Repeat the rows below word for word, from the line containing "Mark the blue" through the last line of the rows, both ends included.

====== RAW DATA

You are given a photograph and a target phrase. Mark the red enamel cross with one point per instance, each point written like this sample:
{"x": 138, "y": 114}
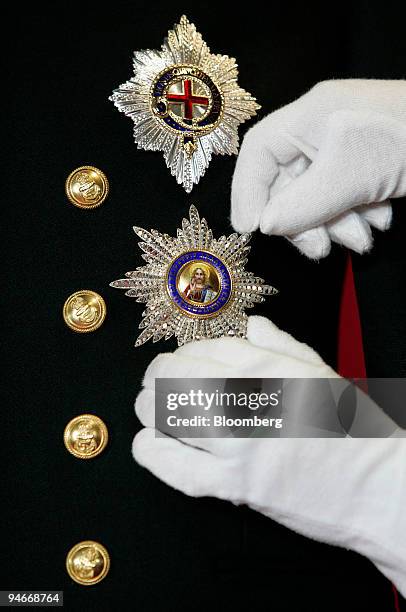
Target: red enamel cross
{"x": 188, "y": 99}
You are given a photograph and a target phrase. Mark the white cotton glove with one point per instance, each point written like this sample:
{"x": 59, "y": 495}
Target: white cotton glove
{"x": 324, "y": 167}
{"x": 347, "y": 492}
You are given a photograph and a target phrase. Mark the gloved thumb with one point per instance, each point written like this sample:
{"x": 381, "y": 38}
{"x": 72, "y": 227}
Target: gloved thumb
{"x": 350, "y": 169}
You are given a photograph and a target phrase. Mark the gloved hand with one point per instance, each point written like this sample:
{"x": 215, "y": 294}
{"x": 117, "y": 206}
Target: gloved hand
{"x": 348, "y": 492}
{"x": 324, "y": 167}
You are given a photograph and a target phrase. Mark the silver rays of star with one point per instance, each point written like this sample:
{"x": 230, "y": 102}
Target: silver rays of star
{"x": 184, "y": 45}
{"x": 162, "y": 318}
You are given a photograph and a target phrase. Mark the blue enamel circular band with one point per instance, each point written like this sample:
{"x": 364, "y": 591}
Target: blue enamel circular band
{"x": 225, "y": 283}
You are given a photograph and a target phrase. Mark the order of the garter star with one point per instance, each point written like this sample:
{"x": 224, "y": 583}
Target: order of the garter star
{"x": 186, "y": 102}
{"x": 195, "y": 286}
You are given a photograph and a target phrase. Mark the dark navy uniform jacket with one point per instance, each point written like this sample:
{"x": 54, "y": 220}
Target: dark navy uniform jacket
{"x": 168, "y": 551}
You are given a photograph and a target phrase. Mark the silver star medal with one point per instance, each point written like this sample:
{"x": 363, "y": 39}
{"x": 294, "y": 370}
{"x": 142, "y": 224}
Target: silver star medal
{"x": 194, "y": 286}
{"x": 186, "y": 102}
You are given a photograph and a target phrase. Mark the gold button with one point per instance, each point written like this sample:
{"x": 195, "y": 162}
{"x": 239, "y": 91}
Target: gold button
{"x": 85, "y": 436}
{"x": 88, "y": 562}
{"x": 87, "y": 187}
{"x": 84, "y": 311}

============

[EXPECTED ANSWER]
You are given a photograph and a target phrase. Mark the blue enamel circular band with one point per instance, each point written like this sample:
{"x": 364, "y": 591}
Target: blue enamel circular band
{"x": 225, "y": 283}
You are given a photograph and a target phrase. Mark the order of the garter star with one point per instance, each point written like this sample:
{"x": 224, "y": 583}
Target: order of the garter star
{"x": 186, "y": 102}
{"x": 195, "y": 286}
You are given a photograph and a target phrase. Mark the dark navy uniform jacket with one point per instance, each point written like this sample:
{"x": 54, "y": 220}
Target: dark navy uniform jacket
{"x": 168, "y": 551}
You are given a photograph and a target phrase. Mark the silver star medal with one point per instance, each point written like this sample:
{"x": 363, "y": 39}
{"x": 294, "y": 370}
{"x": 142, "y": 224}
Target: silver star medal
{"x": 194, "y": 286}
{"x": 186, "y": 102}
You are given a photograph and a target phrase. Mark the gold button with one point per instance, each point written like this sample:
{"x": 195, "y": 162}
{"x": 239, "y": 91}
Target: gold button
{"x": 85, "y": 436}
{"x": 88, "y": 562}
{"x": 87, "y": 187}
{"x": 84, "y": 311}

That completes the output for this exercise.